Image boundary annotation data
━━━

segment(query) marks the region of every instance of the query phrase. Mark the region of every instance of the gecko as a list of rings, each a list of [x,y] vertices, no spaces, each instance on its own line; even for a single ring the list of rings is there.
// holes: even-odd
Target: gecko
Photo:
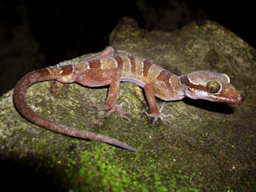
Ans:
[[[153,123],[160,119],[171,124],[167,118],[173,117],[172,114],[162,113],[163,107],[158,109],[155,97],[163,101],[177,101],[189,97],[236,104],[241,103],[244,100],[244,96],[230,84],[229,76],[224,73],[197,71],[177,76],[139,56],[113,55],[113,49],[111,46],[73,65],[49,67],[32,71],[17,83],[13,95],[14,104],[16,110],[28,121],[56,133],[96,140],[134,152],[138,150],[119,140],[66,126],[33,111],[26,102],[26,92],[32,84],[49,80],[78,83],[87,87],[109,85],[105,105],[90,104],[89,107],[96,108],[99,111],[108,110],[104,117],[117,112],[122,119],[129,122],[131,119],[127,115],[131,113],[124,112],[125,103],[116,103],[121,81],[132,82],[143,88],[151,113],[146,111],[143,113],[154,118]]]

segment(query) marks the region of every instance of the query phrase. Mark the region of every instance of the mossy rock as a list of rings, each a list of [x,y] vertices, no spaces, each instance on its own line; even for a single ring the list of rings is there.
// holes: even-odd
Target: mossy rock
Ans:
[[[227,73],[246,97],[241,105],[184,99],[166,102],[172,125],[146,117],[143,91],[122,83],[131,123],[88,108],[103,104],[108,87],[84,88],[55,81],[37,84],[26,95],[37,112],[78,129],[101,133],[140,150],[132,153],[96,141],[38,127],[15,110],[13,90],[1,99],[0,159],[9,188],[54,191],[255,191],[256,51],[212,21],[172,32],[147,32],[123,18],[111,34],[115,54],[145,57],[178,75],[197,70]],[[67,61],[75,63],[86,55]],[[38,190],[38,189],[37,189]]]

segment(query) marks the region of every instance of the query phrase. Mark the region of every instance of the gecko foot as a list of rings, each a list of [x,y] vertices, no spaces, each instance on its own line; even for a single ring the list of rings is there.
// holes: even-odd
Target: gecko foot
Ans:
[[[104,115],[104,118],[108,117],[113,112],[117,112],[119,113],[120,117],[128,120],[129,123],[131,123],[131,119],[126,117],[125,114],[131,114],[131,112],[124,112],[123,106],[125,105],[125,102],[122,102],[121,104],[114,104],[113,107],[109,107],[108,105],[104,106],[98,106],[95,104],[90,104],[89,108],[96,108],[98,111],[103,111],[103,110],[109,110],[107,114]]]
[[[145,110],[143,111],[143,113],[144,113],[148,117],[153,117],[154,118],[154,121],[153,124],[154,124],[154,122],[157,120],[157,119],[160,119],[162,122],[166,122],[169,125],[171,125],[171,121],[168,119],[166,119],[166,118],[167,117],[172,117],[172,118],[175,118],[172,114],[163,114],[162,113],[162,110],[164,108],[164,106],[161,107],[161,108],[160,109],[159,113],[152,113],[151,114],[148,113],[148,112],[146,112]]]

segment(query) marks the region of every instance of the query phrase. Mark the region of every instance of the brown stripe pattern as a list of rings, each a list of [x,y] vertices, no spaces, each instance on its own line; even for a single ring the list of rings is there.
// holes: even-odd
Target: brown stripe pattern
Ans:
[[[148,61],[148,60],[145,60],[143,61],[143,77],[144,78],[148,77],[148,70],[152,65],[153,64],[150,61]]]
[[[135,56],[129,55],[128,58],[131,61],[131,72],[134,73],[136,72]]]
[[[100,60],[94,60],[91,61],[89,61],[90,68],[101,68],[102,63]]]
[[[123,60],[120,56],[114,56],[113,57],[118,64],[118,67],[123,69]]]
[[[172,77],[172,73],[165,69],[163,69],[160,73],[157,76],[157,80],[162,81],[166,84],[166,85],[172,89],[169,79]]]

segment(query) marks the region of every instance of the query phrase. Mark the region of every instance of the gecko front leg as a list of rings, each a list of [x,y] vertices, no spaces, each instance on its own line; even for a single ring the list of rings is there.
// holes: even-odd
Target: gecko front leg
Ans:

━━━

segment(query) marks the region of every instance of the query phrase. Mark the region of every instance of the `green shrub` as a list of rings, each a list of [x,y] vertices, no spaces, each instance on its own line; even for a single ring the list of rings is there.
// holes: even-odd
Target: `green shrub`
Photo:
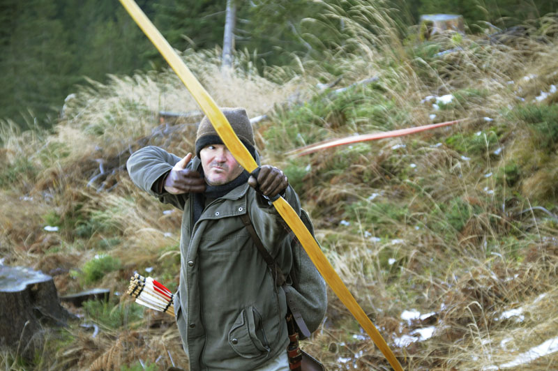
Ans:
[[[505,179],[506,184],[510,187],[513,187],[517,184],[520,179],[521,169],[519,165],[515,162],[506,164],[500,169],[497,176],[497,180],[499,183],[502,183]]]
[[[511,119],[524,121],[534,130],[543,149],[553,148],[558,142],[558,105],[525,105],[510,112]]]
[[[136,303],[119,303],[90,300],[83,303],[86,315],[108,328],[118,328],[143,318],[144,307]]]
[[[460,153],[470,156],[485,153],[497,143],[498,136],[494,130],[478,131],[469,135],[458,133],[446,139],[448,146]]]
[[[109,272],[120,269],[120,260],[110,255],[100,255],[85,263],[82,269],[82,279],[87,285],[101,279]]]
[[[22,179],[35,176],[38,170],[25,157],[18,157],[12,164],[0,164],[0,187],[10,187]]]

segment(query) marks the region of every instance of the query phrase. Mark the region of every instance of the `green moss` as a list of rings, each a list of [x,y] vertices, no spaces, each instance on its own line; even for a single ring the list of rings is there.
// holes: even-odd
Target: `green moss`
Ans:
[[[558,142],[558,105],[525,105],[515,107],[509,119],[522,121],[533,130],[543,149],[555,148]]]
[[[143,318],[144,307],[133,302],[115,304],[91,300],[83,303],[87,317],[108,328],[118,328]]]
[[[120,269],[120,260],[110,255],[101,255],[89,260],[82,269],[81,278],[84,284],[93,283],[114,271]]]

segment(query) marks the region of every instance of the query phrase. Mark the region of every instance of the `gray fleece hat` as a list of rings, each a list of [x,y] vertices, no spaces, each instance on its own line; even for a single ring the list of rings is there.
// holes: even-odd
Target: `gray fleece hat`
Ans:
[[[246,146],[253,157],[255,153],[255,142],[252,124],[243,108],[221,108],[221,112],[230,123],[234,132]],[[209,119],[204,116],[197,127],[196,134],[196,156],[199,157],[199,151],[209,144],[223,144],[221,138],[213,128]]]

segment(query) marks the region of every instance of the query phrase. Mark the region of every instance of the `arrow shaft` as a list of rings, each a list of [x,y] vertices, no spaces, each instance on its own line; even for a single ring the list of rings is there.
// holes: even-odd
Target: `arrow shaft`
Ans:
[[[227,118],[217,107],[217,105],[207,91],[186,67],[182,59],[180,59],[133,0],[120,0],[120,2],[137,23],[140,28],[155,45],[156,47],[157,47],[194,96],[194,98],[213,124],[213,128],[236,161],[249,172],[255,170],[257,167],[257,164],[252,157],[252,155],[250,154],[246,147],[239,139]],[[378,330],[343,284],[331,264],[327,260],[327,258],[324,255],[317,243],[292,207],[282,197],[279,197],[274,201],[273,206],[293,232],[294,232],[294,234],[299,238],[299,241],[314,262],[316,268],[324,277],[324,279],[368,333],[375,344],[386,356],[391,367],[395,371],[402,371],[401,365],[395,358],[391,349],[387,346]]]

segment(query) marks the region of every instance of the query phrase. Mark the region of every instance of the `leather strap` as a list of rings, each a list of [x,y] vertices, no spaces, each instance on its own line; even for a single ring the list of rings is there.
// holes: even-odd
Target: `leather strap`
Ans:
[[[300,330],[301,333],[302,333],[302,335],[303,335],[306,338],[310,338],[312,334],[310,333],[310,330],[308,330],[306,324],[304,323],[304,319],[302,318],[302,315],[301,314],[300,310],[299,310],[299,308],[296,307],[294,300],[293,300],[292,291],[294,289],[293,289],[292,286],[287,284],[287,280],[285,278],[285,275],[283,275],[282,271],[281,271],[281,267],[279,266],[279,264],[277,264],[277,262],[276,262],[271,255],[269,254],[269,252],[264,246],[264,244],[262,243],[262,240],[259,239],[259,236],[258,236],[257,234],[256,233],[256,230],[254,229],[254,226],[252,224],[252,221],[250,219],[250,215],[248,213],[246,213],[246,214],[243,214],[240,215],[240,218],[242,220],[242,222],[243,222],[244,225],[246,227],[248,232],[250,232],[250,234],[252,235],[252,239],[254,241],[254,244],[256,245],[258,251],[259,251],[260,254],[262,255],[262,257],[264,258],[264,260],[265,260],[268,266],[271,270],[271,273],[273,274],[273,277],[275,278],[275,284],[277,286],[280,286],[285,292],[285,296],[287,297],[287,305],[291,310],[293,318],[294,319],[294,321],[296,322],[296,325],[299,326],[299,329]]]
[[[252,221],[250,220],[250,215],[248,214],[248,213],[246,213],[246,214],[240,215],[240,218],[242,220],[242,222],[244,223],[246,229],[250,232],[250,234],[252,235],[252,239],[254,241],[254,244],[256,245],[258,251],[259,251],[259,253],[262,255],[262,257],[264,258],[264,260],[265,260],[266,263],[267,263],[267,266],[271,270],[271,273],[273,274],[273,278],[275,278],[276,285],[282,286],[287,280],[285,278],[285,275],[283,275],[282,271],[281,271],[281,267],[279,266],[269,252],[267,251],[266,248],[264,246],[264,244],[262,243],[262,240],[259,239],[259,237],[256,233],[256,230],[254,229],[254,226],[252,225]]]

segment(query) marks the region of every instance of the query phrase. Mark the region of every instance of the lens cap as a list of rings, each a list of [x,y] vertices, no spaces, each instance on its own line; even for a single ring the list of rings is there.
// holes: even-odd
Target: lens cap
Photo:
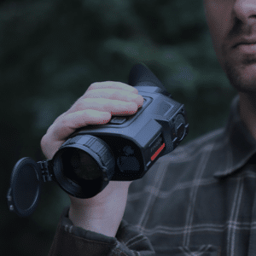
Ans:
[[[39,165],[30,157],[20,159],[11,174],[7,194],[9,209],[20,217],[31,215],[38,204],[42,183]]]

━━━

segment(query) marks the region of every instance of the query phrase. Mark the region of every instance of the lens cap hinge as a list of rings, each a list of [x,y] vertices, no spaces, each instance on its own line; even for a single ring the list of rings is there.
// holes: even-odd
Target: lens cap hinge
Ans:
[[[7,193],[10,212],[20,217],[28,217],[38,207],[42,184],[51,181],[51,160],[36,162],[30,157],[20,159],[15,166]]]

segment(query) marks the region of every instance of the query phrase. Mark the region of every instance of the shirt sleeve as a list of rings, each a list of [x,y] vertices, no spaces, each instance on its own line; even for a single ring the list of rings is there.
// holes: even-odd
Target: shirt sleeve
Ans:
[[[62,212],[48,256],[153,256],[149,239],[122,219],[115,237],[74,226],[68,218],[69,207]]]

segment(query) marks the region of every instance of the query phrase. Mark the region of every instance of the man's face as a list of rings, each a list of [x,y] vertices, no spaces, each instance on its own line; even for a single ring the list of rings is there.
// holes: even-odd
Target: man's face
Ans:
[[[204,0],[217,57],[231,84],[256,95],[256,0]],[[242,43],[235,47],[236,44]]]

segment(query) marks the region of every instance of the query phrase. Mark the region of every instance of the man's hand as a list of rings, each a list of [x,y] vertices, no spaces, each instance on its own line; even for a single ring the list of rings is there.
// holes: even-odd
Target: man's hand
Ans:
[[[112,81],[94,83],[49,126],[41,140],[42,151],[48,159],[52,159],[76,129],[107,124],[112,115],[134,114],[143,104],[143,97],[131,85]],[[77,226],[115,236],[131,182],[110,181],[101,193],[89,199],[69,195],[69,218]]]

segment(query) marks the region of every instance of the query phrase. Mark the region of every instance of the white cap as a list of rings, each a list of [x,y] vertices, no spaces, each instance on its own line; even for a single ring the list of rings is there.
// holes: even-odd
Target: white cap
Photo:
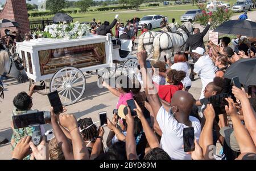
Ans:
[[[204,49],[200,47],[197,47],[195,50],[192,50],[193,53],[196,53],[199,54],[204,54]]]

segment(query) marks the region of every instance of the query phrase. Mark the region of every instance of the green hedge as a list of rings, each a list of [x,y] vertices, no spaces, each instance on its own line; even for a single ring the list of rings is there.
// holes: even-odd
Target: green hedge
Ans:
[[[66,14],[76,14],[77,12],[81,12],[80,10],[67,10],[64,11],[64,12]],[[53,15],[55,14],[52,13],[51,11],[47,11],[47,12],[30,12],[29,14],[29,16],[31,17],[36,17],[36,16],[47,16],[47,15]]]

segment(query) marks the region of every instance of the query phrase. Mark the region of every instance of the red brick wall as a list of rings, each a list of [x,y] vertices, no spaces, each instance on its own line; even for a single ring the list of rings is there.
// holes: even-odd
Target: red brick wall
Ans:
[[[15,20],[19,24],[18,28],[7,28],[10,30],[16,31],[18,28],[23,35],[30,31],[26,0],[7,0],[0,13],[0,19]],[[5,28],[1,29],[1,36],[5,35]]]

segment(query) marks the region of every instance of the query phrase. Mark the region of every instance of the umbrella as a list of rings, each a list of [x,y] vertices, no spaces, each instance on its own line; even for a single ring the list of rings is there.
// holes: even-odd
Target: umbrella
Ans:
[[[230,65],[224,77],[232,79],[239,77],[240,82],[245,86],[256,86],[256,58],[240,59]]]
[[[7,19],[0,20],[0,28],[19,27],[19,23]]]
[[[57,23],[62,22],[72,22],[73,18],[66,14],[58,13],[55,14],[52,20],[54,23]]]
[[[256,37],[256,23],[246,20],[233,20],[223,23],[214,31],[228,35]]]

━━━

## Description of the task
Extract every line of the data above that contains the string "white", and copy each one out.

## Full response
segment(query) marks the region of every instance of the query phrase. Mark the region of every instance of the white cap as a list of rings, each a list of [x,y] vertices, no spaces, each instance on its own line; even for a single ring the list of rings is there.
Target: white cap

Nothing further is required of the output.